#### 作業の指示:
終末期明晰についての文章を、最後の文のあとから書き進めてください。

#### 本文の抜粋:

+===+

患者の認知機能やコミュニケーションは
死が近づくと回復する

 一方、この要素のおおよその比較対照として、わたしのチームの研究が広く知られる前に得たデータとこの調査の結果を比べてみる、という手もある。

 まだ粗削りな調査ではあったが、患者の死と時間的に近いエピソードの割合が、調査協力を募った時期によって有意差がないことがわかれば大きな助けになる。ちなみに終末期ではない、すなわち単なる逆説的明晰(編集部注/死と無関係と思われる明晰)であった事例の割合は、パイロット調査のために(つまり、メディアがわたしのチームの研究を報じる前に)募集した回答者のサンプルの約5%であり、もっと最近の事例でも5%だった。

 さらに言うと、ナーム(編集部注/ミヒャエル・ナーム、生物学者)とグレイソン(編集部注/ブルース・グレイソン、精神医学研究者)のレビュー論文にある歴史的事例のデータも似たような割合だった。彼らの49例(多くは認知症患者)のサンプルのうち、終末期明晰のエピソードの43%が患者の死の当日に起きていた。また、41%が死の2日から7日前に、10%が8日から30日前に生じていた。

+===+

#### 提供データ:

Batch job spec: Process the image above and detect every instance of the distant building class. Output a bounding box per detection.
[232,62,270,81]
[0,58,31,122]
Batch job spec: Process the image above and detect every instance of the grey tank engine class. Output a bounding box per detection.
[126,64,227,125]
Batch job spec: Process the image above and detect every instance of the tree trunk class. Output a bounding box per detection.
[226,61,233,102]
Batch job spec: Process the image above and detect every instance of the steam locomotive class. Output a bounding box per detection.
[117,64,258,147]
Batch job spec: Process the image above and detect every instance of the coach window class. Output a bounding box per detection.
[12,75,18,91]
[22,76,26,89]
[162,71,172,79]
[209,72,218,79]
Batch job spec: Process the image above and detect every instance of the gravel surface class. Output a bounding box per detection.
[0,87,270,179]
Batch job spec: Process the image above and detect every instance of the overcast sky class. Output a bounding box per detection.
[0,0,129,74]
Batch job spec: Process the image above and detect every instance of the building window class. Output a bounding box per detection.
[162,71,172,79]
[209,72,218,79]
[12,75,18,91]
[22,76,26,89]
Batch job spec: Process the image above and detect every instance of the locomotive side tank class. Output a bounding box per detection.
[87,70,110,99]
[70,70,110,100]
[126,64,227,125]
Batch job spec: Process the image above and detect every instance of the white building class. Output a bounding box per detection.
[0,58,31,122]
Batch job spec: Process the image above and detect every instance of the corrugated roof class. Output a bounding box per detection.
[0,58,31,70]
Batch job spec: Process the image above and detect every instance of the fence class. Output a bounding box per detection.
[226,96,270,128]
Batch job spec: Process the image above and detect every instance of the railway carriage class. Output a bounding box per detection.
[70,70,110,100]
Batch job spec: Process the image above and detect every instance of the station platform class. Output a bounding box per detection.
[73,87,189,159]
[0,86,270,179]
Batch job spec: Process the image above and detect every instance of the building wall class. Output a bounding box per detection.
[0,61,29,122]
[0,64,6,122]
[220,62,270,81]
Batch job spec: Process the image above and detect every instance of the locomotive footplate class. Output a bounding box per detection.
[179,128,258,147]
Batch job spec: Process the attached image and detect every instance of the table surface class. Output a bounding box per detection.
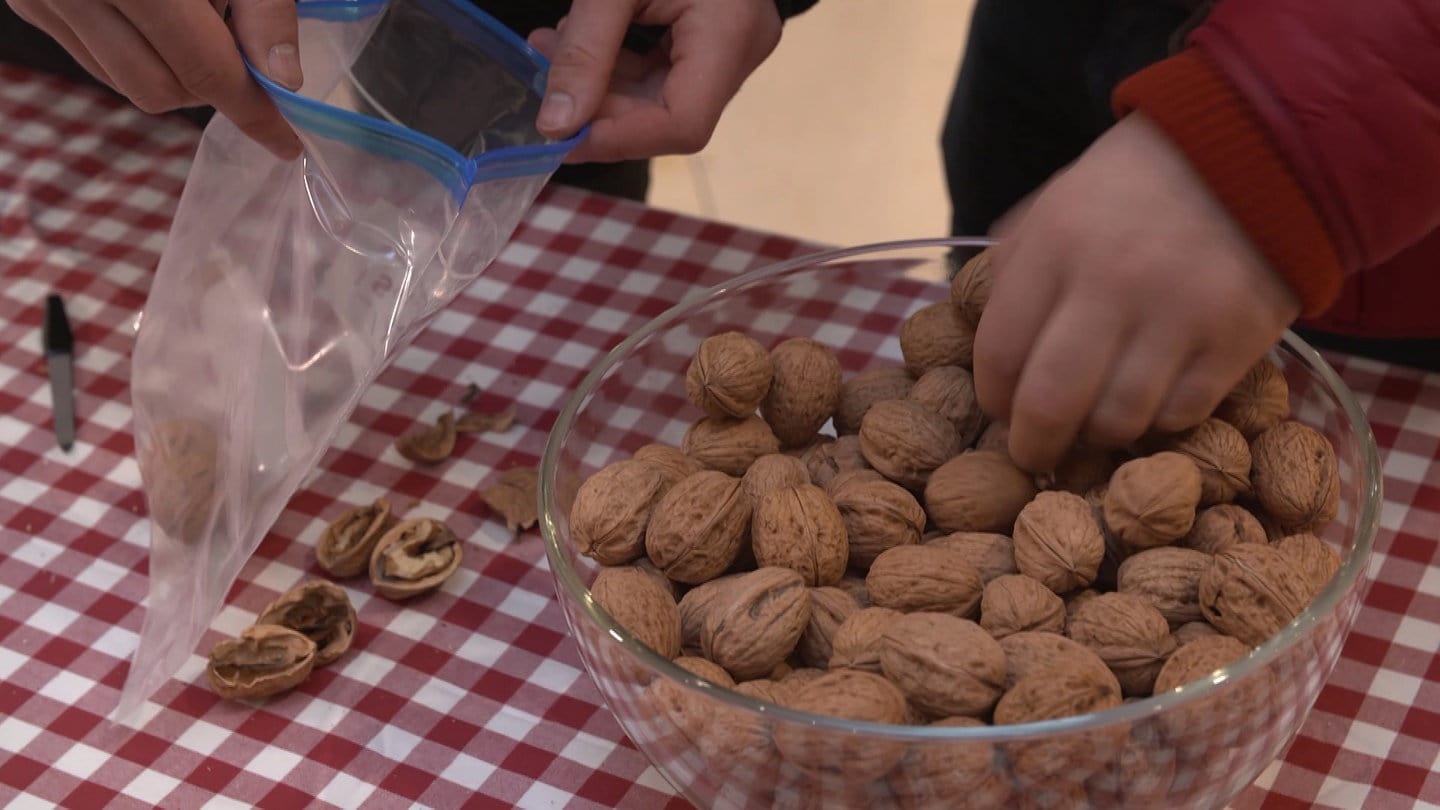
[0,66,1440,810]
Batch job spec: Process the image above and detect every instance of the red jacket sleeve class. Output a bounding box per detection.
[1115,0,1440,314]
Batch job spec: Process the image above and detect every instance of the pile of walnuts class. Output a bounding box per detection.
[570,254,1341,732]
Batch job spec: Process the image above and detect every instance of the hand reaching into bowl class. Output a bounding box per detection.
[975,114,1300,470]
[10,0,301,159]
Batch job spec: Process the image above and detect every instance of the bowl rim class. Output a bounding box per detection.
[537,236,1381,742]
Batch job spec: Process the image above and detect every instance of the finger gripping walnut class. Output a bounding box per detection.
[370,517,464,600]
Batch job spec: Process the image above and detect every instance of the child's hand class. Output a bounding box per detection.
[530,0,780,163]
[10,0,301,157]
[975,114,1300,470]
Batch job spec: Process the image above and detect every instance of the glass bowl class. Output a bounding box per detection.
[540,239,1380,809]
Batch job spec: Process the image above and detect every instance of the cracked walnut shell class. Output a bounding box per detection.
[255,579,356,667]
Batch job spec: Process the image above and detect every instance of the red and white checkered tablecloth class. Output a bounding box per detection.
[0,66,1440,810]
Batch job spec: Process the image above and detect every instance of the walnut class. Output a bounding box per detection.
[924,532,1020,582]
[829,471,924,571]
[1155,634,1250,695]
[255,579,356,667]
[950,248,995,331]
[395,411,455,464]
[645,470,752,585]
[700,568,811,680]
[204,624,315,700]
[1117,546,1211,627]
[750,484,850,587]
[1250,422,1341,533]
[909,366,985,447]
[760,337,841,447]
[865,546,985,618]
[981,574,1066,638]
[681,417,780,477]
[685,331,772,418]
[1215,360,1290,441]
[1175,503,1266,553]
[924,450,1035,533]
[1200,543,1310,646]
[835,365,914,435]
[880,613,1005,716]
[795,587,860,667]
[570,460,667,565]
[860,399,960,490]
[315,497,395,577]
[1066,585,1175,696]
[900,301,975,375]
[370,517,464,600]
[1014,491,1104,594]
[590,565,680,659]
[1104,453,1201,549]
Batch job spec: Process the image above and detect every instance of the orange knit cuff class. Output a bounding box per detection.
[1112,48,1344,316]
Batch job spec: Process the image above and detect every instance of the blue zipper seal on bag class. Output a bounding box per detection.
[242,0,589,202]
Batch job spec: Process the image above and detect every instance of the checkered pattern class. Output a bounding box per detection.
[0,66,1440,809]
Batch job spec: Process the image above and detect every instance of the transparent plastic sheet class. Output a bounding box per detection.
[112,0,576,722]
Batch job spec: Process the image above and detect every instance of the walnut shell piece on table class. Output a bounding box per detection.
[740,453,811,504]
[900,301,975,375]
[204,624,315,700]
[315,497,396,577]
[907,366,985,447]
[1200,543,1310,647]
[1155,634,1250,695]
[1104,451,1201,549]
[590,565,680,659]
[924,450,1035,535]
[865,546,985,618]
[1250,422,1341,535]
[700,568,811,680]
[1066,592,1175,696]
[750,484,850,587]
[1215,359,1290,441]
[1014,490,1104,594]
[570,460,667,565]
[255,579,356,667]
[834,365,914,435]
[1116,546,1211,627]
[981,574,1066,638]
[1175,503,1269,553]
[685,331,772,418]
[860,399,960,490]
[370,517,464,600]
[829,473,926,571]
[680,417,780,477]
[880,613,1005,716]
[1162,417,1250,506]
[760,337,841,447]
[645,470,752,585]
[395,411,455,464]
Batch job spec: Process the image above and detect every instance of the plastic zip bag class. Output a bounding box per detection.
[114,0,583,722]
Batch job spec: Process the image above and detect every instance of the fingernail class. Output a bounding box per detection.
[265,42,305,89]
[536,92,575,133]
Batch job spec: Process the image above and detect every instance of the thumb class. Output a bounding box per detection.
[536,0,635,138]
[230,0,305,89]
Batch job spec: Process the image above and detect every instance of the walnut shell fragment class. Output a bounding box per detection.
[255,579,356,667]
[395,411,455,464]
[315,497,396,577]
[370,517,464,600]
[480,467,540,532]
[204,624,315,700]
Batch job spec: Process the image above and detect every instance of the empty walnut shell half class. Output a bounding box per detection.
[395,411,455,464]
[370,517,464,600]
[204,624,315,700]
[315,497,395,577]
[255,579,356,667]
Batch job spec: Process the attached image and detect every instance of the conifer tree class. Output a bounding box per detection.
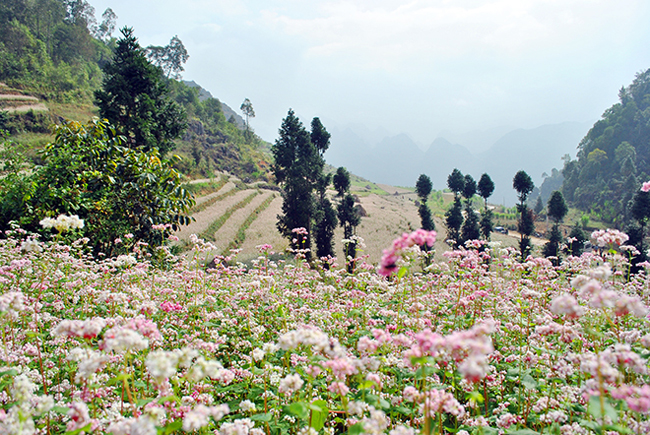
[271,109,324,259]
[334,167,361,273]
[95,27,187,155]
[445,169,465,247]
[543,190,569,266]
[460,174,481,243]
[415,174,436,233]
[512,171,535,262]
[477,174,494,240]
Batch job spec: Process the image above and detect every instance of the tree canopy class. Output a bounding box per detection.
[562,69,650,227]
[95,27,187,154]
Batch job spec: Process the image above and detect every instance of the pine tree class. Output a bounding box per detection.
[415,174,436,231]
[445,169,465,247]
[477,174,494,240]
[271,109,324,259]
[542,190,569,266]
[512,171,535,262]
[333,167,361,273]
[95,27,187,155]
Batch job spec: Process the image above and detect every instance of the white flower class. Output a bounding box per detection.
[239,400,256,412]
[278,374,305,394]
[39,214,84,233]
[107,415,157,435]
[253,347,265,361]
[104,327,149,352]
[145,350,178,384]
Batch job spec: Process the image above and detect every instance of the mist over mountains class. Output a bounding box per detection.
[325,122,593,205]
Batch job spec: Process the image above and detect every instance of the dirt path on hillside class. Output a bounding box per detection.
[196,181,237,205]
[176,189,252,240]
[214,190,273,255]
[238,193,289,259]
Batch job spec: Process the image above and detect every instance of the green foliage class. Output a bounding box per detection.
[415,174,433,202]
[314,196,338,258]
[546,190,569,222]
[567,222,587,257]
[445,197,463,246]
[415,174,436,231]
[460,201,481,243]
[517,204,535,262]
[542,222,562,266]
[418,202,436,231]
[239,98,255,130]
[0,120,194,255]
[95,27,187,155]
[479,208,494,240]
[337,192,361,272]
[447,168,465,197]
[562,69,650,227]
[463,174,476,200]
[332,166,350,197]
[512,171,535,204]
[146,36,190,79]
[476,174,494,205]
[271,109,325,258]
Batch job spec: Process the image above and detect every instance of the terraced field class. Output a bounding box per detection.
[176,175,517,263]
[176,176,444,262]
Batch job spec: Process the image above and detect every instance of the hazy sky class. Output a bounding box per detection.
[89,0,650,145]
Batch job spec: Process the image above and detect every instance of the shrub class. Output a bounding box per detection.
[0,119,194,255]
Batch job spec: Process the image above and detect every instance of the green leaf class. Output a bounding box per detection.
[106,373,131,385]
[348,423,364,435]
[52,406,70,415]
[251,412,273,422]
[135,398,156,408]
[285,402,309,420]
[309,400,328,431]
[158,396,181,405]
[521,375,537,390]
[506,429,539,435]
[164,418,183,434]
[63,423,92,435]
[359,381,377,390]
[587,396,618,423]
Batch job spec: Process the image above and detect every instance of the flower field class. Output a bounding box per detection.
[0,229,650,435]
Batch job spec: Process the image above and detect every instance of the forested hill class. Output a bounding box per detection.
[562,69,650,227]
[0,0,269,179]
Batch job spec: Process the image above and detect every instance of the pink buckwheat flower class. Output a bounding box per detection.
[278,374,305,395]
[641,181,650,192]
[551,293,585,319]
[377,229,437,276]
[327,382,350,396]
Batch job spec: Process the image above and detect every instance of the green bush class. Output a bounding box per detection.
[0,119,194,255]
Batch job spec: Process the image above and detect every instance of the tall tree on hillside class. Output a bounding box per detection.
[445,169,465,247]
[477,174,494,240]
[333,167,361,273]
[309,118,338,267]
[271,109,324,259]
[542,190,569,266]
[460,174,481,243]
[625,183,650,273]
[239,98,255,131]
[95,27,187,154]
[145,36,190,80]
[415,174,436,233]
[95,8,117,42]
[512,171,535,262]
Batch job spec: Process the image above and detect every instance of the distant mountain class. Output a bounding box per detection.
[183,80,246,128]
[325,122,590,205]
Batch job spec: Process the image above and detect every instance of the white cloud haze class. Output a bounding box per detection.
[91,0,650,145]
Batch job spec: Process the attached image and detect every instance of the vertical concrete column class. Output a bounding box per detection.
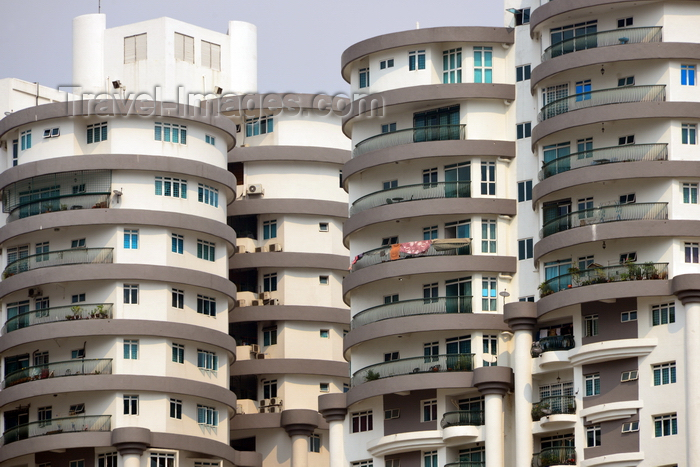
[504,302,537,467]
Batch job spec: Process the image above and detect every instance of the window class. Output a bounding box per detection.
[124,284,139,305]
[197,349,219,372]
[87,122,107,144]
[586,425,601,448]
[651,303,676,326]
[583,315,598,337]
[584,373,600,396]
[153,122,187,144]
[681,123,697,144]
[481,277,497,311]
[518,180,532,203]
[515,122,532,139]
[263,272,277,292]
[350,410,372,433]
[309,436,322,452]
[156,177,187,199]
[20,130,31,151]
[202,41,221,71]
[263,327,277,346]
[474,47,493,83]
[481,219,496,253]
[124,229,139,250]
[124,33,146,63]
[360,67,369,89]
[515,65,530,82]
[170,399,182,420]
[124,339,139,360]
[481,162,496,195]
[654,413,678,438]
[518,238,533,260]
[172,342,185,363]
[442,47,464,84]
[197,294,216,317]
[124,395,139,415]
[408,50,425,71]
[681,65,695,86]
[245,116,275,136]
[175,32,194,63]
[197,239,216,261]
[197,404,219,427]
[651,362,676,386]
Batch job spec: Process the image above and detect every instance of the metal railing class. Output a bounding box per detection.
[532,396,576,422]
[352,124,467,157]
[350,181,471,216]
[542,26,662,62]
[350,295,472,329]
[537,84,666,122]
[351,238,471,271]
[0,415,112,446]
[532,446,576,467]
[2,248,114,279]
[351,353,474,386]
[7,193,110,222]
[540,262,668,297]
[538,143,668,181]
[540,203,668,238]
[2,358,112,389]
[440,410,484,428]
[2,303,112,334]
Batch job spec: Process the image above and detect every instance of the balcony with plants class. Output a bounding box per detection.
[352,124,467,157]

+===+

#### 結果:
 そのほか、イム(編集部注/イム・チヨン、バティアーニ博士の研究メンバー)らによる韓国の最近の調査では、患者の50%がエピソードのあと1週間以内に、残る50%が9日以内に亡くなっていた。ただしこの調査は、神経変性疾患の患者をほとんど含んでおらず、彼らの発見が、ここで報告されているデータと単純に比較しうるものなのかどうかははっきりしない。よって、一定の回答の偏りが生じるのは避けられないが、その影響が――仮に影響があったとしての話だが――調査の結果を大きく歪めることはなかったと考えてよさそうだ。

 このように、さらなるデータや事例を要する不確実さはあるものの、既存のデータは、患者の認知機能やコミュニケーション能力が、その症状からはおよそ考えられないような死と関連した回復を遂げていたことを裏づけているのだ。